### TASK REQUIREMENTS
Only lines with the string "asphalt" should be returned from the data below.

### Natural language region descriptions
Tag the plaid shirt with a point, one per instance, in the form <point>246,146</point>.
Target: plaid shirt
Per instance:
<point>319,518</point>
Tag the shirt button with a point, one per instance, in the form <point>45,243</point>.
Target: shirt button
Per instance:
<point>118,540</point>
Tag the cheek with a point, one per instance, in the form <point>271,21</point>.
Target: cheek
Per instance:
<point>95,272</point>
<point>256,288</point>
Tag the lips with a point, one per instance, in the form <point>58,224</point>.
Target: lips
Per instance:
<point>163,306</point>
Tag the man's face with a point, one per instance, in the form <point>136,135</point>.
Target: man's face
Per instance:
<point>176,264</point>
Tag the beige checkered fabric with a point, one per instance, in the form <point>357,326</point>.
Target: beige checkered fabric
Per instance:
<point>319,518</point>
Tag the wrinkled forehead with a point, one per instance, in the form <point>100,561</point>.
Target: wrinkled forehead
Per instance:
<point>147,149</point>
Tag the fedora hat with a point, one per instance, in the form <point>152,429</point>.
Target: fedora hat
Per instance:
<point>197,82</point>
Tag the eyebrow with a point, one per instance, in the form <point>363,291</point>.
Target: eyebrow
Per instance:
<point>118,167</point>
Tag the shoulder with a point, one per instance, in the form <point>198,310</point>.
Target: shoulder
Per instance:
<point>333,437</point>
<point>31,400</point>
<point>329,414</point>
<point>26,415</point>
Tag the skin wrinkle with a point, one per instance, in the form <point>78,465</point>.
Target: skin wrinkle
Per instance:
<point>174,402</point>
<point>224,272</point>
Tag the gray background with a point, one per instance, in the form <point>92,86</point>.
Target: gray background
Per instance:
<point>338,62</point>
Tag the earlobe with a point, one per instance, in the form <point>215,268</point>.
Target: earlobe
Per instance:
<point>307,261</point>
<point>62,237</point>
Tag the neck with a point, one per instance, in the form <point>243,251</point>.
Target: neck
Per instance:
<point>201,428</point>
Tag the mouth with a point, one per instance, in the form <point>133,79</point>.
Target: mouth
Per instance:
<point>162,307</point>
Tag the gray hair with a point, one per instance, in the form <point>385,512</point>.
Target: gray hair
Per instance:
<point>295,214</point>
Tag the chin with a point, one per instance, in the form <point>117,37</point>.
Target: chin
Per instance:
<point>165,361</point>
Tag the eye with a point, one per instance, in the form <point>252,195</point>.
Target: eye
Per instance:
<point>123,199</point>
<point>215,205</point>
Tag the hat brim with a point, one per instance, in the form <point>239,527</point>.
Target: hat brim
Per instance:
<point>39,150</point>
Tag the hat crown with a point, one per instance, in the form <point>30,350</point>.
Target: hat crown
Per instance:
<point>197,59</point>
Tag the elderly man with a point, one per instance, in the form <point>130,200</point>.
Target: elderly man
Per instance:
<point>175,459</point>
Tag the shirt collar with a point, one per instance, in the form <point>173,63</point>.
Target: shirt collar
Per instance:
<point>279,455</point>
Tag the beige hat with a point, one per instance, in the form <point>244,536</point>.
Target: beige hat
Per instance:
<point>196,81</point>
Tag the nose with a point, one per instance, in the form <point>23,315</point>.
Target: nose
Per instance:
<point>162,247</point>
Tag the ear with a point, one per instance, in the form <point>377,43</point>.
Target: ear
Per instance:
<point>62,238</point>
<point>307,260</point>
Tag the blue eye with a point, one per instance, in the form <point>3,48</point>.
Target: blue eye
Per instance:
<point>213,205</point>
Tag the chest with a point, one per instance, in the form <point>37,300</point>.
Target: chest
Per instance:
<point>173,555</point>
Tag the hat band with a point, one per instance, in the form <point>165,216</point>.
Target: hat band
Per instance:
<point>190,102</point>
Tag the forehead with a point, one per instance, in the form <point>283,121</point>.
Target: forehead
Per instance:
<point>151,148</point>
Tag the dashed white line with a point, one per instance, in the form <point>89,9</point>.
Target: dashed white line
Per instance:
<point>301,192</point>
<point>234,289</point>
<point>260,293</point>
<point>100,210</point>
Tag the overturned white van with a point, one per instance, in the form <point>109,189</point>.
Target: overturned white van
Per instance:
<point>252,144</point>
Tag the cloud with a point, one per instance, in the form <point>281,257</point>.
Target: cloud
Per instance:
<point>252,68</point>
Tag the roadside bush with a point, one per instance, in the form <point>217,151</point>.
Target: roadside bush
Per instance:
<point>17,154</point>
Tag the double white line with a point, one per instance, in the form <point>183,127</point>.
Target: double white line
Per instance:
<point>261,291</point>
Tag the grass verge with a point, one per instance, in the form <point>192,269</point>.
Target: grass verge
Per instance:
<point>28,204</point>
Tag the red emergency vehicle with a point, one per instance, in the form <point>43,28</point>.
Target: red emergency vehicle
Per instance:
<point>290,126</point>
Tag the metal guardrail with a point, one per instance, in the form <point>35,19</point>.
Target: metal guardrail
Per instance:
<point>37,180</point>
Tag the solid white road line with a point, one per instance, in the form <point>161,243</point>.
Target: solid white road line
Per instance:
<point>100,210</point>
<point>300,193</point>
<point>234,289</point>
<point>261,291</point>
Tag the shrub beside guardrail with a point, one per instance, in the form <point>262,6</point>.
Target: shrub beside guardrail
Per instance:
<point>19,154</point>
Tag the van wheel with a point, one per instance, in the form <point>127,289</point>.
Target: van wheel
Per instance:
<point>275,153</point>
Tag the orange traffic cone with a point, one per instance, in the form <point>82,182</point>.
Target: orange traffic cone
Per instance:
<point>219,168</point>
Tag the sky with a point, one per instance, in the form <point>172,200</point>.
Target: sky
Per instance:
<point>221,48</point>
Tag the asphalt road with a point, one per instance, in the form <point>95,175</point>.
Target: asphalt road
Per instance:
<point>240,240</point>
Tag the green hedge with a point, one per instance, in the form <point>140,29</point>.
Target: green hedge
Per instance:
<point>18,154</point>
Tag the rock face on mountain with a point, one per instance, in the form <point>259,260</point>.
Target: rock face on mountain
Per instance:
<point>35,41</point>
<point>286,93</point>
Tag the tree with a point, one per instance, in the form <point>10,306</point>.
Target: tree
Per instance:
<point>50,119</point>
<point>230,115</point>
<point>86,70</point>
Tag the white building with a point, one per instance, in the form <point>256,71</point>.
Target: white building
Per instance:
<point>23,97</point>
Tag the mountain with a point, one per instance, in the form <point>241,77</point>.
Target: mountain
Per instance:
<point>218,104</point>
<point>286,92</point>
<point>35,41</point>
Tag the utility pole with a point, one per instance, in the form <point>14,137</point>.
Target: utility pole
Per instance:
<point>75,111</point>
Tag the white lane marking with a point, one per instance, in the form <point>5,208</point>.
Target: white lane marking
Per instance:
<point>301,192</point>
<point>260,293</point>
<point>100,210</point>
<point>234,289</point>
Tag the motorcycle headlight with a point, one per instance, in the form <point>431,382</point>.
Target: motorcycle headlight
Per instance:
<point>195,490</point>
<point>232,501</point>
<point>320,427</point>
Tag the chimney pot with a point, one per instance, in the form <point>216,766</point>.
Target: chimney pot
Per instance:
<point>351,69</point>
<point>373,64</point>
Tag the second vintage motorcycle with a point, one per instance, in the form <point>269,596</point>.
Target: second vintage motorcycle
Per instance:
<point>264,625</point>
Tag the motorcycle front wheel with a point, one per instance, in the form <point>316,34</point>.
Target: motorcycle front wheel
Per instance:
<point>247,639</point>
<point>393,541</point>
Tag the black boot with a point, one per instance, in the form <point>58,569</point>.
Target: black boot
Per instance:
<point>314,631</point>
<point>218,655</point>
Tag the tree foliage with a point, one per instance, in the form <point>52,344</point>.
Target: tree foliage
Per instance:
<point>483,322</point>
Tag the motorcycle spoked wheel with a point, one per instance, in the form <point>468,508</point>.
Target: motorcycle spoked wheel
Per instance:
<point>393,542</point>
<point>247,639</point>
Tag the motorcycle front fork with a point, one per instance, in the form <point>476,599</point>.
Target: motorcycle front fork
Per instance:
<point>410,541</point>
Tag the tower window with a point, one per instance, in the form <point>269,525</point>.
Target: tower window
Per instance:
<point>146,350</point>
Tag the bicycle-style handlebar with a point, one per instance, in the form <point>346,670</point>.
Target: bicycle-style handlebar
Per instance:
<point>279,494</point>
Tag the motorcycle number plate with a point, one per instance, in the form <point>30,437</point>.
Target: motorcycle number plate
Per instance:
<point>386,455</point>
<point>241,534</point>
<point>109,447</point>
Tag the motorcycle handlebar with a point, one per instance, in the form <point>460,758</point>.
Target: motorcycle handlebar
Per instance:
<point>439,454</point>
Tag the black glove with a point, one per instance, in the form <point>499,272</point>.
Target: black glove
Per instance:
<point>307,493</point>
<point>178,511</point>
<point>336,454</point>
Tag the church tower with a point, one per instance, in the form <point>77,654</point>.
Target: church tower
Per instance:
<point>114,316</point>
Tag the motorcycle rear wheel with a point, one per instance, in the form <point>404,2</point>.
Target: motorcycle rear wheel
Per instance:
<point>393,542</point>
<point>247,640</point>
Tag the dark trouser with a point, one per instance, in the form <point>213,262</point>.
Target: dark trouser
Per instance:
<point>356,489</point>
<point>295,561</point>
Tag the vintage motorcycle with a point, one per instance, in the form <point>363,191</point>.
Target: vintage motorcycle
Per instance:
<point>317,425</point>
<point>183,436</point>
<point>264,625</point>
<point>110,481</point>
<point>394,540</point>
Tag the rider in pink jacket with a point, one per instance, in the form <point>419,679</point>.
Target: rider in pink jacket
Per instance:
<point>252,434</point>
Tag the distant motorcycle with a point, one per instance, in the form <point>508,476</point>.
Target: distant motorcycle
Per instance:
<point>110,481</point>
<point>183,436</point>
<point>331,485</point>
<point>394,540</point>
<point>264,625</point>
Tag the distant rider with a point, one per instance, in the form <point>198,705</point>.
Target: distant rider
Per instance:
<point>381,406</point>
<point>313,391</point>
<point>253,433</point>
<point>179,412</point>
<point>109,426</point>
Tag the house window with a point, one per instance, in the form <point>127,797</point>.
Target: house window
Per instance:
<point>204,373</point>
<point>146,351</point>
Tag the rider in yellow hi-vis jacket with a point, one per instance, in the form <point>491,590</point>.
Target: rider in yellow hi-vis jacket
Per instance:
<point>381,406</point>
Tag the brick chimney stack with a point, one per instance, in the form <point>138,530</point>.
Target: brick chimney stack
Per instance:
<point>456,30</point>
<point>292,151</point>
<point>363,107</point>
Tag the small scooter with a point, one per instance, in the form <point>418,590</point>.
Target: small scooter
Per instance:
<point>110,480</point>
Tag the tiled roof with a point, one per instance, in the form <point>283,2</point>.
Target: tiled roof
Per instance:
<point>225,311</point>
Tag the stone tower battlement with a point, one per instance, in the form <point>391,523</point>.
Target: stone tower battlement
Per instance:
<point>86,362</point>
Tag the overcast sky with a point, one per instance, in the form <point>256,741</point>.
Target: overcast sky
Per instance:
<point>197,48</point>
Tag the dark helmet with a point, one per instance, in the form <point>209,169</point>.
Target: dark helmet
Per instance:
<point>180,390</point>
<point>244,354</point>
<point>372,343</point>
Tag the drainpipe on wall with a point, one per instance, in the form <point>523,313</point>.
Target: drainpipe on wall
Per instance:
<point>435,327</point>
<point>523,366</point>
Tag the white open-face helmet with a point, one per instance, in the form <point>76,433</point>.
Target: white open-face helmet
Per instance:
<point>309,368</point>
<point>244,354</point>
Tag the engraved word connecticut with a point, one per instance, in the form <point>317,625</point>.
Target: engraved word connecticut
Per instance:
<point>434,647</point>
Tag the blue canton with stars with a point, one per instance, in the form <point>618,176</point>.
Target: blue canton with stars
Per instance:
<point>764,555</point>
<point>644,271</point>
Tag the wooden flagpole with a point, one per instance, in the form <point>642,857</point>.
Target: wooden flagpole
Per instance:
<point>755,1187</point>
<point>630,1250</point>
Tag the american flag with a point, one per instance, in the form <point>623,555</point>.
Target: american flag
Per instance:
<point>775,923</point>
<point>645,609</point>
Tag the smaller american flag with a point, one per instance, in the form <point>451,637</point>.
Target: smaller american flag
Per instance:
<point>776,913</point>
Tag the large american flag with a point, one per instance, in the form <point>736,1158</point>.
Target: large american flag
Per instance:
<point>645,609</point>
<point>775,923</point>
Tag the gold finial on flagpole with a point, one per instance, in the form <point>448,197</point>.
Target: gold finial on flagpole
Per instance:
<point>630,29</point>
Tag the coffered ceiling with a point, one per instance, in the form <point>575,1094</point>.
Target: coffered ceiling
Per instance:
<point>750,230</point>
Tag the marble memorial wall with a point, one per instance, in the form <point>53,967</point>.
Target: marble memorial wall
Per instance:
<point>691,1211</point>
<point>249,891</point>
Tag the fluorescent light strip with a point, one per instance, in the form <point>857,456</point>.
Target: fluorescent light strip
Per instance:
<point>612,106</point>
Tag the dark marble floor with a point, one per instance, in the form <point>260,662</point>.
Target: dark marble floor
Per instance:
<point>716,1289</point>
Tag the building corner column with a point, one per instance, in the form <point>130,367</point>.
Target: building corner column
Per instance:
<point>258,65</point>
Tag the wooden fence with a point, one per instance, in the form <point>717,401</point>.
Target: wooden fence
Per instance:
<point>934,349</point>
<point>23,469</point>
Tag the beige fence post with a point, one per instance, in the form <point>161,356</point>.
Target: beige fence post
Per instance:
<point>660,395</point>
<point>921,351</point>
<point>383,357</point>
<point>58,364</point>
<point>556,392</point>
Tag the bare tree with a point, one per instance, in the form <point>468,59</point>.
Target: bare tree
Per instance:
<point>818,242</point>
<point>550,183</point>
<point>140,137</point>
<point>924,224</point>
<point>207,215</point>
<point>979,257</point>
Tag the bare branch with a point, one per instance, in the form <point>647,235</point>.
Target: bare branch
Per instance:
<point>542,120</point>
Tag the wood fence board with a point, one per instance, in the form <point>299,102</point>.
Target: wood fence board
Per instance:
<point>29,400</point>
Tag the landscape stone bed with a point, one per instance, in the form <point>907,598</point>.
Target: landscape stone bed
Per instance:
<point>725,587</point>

### RESPONSE FOR THIS EXERCISE
Tag the asphalt road with a point, one per instance, in the form <point>95,175</point>.
Target: asphalt road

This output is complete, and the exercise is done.